Where in the listing does the word "below" appear? Report each line that holds it.

── Records shown

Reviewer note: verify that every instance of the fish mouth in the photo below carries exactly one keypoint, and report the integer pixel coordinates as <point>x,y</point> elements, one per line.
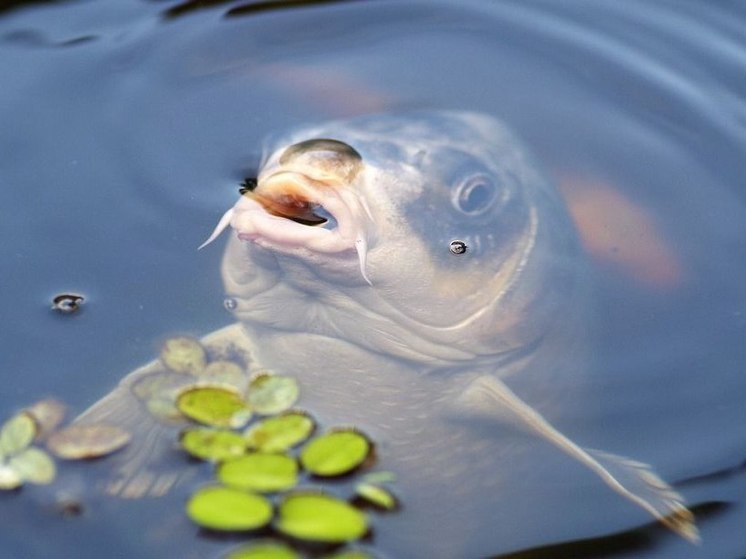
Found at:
<point>290,210</point>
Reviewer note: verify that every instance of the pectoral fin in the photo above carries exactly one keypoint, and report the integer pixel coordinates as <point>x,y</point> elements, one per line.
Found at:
<point>488,397</point>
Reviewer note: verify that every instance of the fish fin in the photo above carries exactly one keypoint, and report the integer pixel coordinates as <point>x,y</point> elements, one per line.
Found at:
<point>151,464</point>
<point>147,466</point>
<point>219,228</point>
<point>488,397</point>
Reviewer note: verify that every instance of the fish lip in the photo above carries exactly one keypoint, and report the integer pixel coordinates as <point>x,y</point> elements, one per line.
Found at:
<point>253,222</point>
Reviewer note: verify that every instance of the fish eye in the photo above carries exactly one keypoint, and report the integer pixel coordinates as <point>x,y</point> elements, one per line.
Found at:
<point>476,194</point>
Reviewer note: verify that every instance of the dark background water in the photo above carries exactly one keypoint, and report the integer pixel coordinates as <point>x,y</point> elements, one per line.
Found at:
<point>125,127</point>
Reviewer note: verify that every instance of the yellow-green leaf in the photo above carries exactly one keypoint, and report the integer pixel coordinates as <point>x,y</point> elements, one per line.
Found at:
<point>212,444</point>
<point>218,406</point>
<point>224,508</point>
<point>271,394</point>
<point>280,433</point>
<point>335,453</point>
<point>320,517</point>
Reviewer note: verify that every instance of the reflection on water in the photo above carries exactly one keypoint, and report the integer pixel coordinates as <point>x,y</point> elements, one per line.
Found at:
<point>119,152</point>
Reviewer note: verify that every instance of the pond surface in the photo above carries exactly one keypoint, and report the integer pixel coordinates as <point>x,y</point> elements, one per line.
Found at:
<point>128,125</point>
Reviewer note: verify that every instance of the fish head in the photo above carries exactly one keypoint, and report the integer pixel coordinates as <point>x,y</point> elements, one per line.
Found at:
<point>428,235</point>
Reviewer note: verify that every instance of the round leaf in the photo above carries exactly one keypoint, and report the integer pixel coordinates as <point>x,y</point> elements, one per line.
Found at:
<point>259,472</point>
<point>16,434</point>
<point>184,355</point>
<point>9,478</point>
<point>223,508</point>
<point>271,394</point>
<point>33,465</point>
<point>320,517</point>
<point>335,453</point>
<point>80,442</point>
<point>278,434</point>
<point>266,549</point>
<point>218,406</point>
<point>212,444</point>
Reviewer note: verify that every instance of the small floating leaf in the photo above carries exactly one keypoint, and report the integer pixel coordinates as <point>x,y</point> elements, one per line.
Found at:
<point>271,394</point>
<point>264,549</point>
<point>335,453</point>
<point>9,478</point>
<point>376,496</point>
<point>212,444</point>
<point>16,434</point>
<point>81,442</point>
<point>184,355</point>
<point>33,465</point>
<point>225,372</point>
<point>223,508</point>
<point>259,472</point>
<point>48,415</point>
<point>218,406</point>
<point>278,434</point>
<point>320,517</point>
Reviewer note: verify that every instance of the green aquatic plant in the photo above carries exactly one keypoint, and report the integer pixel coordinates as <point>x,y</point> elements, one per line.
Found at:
<point>270,394</point>
<point>335,453</point>
<point>19,461</point>
<point>319,517</point>
<point>227,509</point>
<point>280,433</point>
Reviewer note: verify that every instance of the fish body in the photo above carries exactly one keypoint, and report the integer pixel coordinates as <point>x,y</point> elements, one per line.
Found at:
<point>341,271</point>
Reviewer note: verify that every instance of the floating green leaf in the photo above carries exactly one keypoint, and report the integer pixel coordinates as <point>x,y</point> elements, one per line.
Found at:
<point>320,517</point>
<point>16,434</point>
<point>377,496</point>
<point>81,442</point>
<point>184,355</point>
<point>280,433</point>
<point>259,472</point>
<point>271,394</point>
<point>263,549</point>
<point>48,415</point>
<point>218,406</point>
<point>224,508</point>
<point>335,453</point>
<point>225,372</point>
<point>212,444</point>
<point>33,465</point>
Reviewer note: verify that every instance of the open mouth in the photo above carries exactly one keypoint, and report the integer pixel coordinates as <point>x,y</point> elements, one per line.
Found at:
<point>289,210</point>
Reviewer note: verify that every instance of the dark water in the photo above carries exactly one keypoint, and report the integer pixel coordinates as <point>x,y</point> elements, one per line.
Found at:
<point>127,125</point>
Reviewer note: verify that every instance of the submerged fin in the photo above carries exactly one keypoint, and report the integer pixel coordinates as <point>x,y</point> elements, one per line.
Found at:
<point>634,480</point>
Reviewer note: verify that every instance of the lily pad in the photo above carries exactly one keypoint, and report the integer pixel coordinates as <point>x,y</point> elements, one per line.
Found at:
<point>225,372</point>
<point>212,444</point>
<point>218,406</point>
<point>16,434</point>
<point>264,549</point>
<point>82,442</point>
<point>9,478</point>
<point>184,355</point>
<point>259,471</point>
<point>33,465</point>
<point>227,509</point>
<point>272,394</point>
<point>335,453</point>
<point>321,518</point>
<point>377,496</point>
<point>48,415</point>
<point>280,433</point>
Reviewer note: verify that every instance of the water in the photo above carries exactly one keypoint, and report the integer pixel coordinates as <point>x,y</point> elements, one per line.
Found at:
<point>125,134</point>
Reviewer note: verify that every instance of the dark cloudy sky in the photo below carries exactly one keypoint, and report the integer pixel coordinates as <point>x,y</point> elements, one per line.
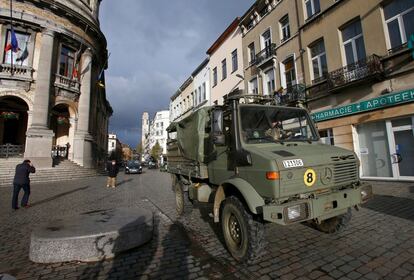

────

Result of this exercise:
Reviewer note: verify that every instance of the fish mouth in the photo below carries exactly one keypoint, and report the integer pixel coordinates as <point>x,y</point> elements, one per line.
Reviewer note: verify that every instance of the dark cloudy sky in the photo below carries exactly one keypoint, and report the integer pixel coordinates as <point>x,y</point> elements, one per line.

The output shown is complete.